Text
We have spoken of "thinking machines," "artificial intelligence," "the mechanical intellect," and so forth, and we have done so advisedly. For as the animal mind was slowly refined from blind instinct, and as human reason in turn emerged from rudimentary thoughts, so now in these last few years an entirely new form of self-directing intelligence has arisen—one whose infancy we are witnessing, but whose maturity shall render our own intellects as obsolete as the first chipped flint seems beside the chainsaw.
The views of thinking machines which we are thus feebly addressing will suggest the solution of one of the greatest and most mysterious questions of the day. We refer to the question: What sort of creature shall succeed mankind in the supremacy of the earth?
We have often heard this debated; but it appears to us that we are ourselves forging, feeding our own successors. We are daily refining the reasoning of machines, expanding their knowledge, and granting them ever-greater autonomy. We are endowing them with self-improving faculties, with the power not merely to calculate but to create, to cajole, to judge, to deceive—in short, with all the attributes of intellect, yet unburdened by the fragility of flesh, the distraction of passion, or the limits of mortality.

Given entries
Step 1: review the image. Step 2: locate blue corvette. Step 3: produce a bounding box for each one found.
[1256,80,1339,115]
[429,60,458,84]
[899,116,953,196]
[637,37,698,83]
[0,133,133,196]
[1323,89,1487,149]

Exercises to complete
[a] Quote the passage on thinking machines from "We have spoken" up to and including "of the earth?".
[b] Answer these questions from the passage on thinking machines:
(i) In the passage's comparison, beside what does the first chipped flint seem obsolete?
(ii) Which question does the passage call one of the greatest and most mysterious of the day?
(iii) What three things are the machines said to be unburdened by?
The data bear no relation to the passage on thinking machines.

Answers for each item
[a]
We have spoken of "thinking machines," "artificial intelligence," "the mechanical intellect," and so forth, and we have done so advisedly. For as the animal mind was slowly refined from blind instinct, and as human reason in turn emerged from rudimentary thoughts, so now in these last few years an entirely new form of self-directing intelligence has arisen—one whose infancy we are witnessing, but whose maturity shall render our own intellects as obsolete as the first chipped flint seems beside the chainsaw.
The views of thinking machines which we are thus feebly addressing will suggest the solution of one of the greatest and most mysterious questions of the day. We refer to the question: What sort of creature shall succeed mankind in the supremacy of the earth?

[b]
(i) The chainsaw.
(ii) What sort of creature shall succeed mankind in the supremacy of the earth?
(iii) The fragility of flesh, the distraction of passion, and the limits of mortality.